Please give the listing again in its entirety, exactly as written.
*** Records shown Section Begins ***
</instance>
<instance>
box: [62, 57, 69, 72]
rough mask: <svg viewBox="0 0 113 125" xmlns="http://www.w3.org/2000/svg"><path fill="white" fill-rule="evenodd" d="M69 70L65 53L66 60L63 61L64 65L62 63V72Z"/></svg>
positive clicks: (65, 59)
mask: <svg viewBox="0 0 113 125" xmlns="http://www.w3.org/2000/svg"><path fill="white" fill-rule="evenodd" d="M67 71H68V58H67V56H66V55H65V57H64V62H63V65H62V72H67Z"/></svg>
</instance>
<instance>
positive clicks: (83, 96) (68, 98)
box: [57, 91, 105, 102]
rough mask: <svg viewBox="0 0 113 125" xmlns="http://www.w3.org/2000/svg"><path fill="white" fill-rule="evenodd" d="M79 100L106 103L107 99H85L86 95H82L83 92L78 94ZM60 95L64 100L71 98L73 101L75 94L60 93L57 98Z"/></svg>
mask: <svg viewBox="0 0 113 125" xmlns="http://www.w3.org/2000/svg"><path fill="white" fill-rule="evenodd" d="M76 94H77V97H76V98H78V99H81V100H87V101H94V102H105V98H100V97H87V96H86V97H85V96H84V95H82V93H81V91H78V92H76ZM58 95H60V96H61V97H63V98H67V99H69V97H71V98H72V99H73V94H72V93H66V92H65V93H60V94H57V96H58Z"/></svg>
*** Records shown Section Ends ***
*Task response*.
</instance>
<instance>
box: [62, 57, 69, 72]
rough mask: <svg viewBox="0 0 113 125" xmlns="http://www.w3.org/2000/svg"><path fill="white" fill-rule="evenodd" d="M69 70L65 53L66 60L63 61L64 65L62 63V72Z"/></svg>
positive clicks: (65, 59)
mask: <svg viewBox="0 0 113 125" xmlns="http://www.w3.org/2000/svg"><path fill="white" fill-rule="evenodd" d="M67 71H68V58H67V56H66V55H65V57H64V62H63V65H62V72H67Z"/></svg>
</instance>
<instance>
positive clicks: (83, 96) (68, 98)
box: [57, 91, 105, 102]
rough mask: <svg viewBox="0 0 113 125" xmlns="http://www.w3.org/2000/svg"><path fill="white" fill-rule="evenodd" d="M79 100L106 103L107 99H85L86 95H82L83 92L78 94ZM60 95L64 100L71 98L73 101L75 94L60 93L57 98Z"/></svg>
mask: <svg viewBox="0 0 113 125" xmlns="http://www.w3.org/2000/svg"><path fill="white" fill-rule="evenodd" d="M76 94H77V97H76V98H78V99H81V100H87V101H94V102H105V98H100V97H87V96H86V97H85V96H84V95H82V93H81V91H78V92H76ZM58 95H60V96H61V97H63V98H67V99H69V97H71V98H72V99H73V94H72V93H66V92H65V93H60V94H57V96H58Z"/></svg>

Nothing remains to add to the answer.